» **Page text**:
____

Fishy movie sequels
''A Fish Called Wanda'' and ''Fierce Creatures'' have the same cast in similar situations. So why isn't the follow-up called ''Part 2?''
Lo and behold, the duo that delights in My Best Friend’s Wedding — Julia Roberts and Rupert Everett — may make another picture together, playing similar but not identical roles. Are would-be producers wising up and realizing it’s the stars of a movie hit, not its plot, that audiences want to see a second time? Recently it’s been only mavericks like John Cleese and his cadre who dare to make the nonsequel to a big hit. Fierce Creatures might look and sound like A Fish Called Wanda 2 — same cast, same sensibility — but the characters and plot are new. Hollywood used to be better at bait and switch.

____

» **Problems to solve**:
• a. According to the movie-sequels article, which two actors from My Best Friend's Wedding may make another picture together?
• b. Reproduce the part of the movie-sequels article that begins at the words "Fishy movie sequels" and stops after the words "bait and switch.".
The records come from a different source than the movie-sequels article.

____

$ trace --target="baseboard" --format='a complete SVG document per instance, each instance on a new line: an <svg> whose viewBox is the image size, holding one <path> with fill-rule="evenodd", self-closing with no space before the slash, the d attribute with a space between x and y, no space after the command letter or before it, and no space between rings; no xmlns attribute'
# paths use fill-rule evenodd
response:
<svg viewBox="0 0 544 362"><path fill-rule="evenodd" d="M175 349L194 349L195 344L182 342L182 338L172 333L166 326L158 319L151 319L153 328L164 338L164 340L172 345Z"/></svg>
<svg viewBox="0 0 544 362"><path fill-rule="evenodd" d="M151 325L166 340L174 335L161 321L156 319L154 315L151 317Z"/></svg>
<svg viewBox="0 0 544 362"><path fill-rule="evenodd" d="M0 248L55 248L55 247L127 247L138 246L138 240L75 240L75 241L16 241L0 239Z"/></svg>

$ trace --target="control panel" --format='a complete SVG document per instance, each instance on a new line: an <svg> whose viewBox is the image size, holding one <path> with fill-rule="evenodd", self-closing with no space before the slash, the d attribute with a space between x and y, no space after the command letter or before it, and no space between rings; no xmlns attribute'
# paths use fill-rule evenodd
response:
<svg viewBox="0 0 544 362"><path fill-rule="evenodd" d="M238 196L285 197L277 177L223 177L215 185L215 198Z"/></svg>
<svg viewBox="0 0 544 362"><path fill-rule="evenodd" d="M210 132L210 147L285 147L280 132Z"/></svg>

____

» **Outputs by task**:
• a. Julia Roberts and Rupert Everett.

• b.
Fishy movie sequels
''A Fish Called Wanda'' and ''Fierce Creatures'' have the same cast in similar situations. So why isn't the follow-up called ''Part 2?''
Lo and behold, the duo that delights in My Best Friend’s Wedding — Julia Roberts and Rupert Everett — may make another picture together, playing similar but not identical roles. Are would-be producers wising up and realizing it’s the stars of a movie hit, not its plot, that audiences want to see a second time? Recently it’s been only mavericks like John Cleese and his cadre who dare to make the nonsequel to a big hit. Fierce Creatures might look and sound like A Fish Called Wanda 2 — same cast, same sensibility — but the characters and plot are new. Hollywood used to be better at bait and switch.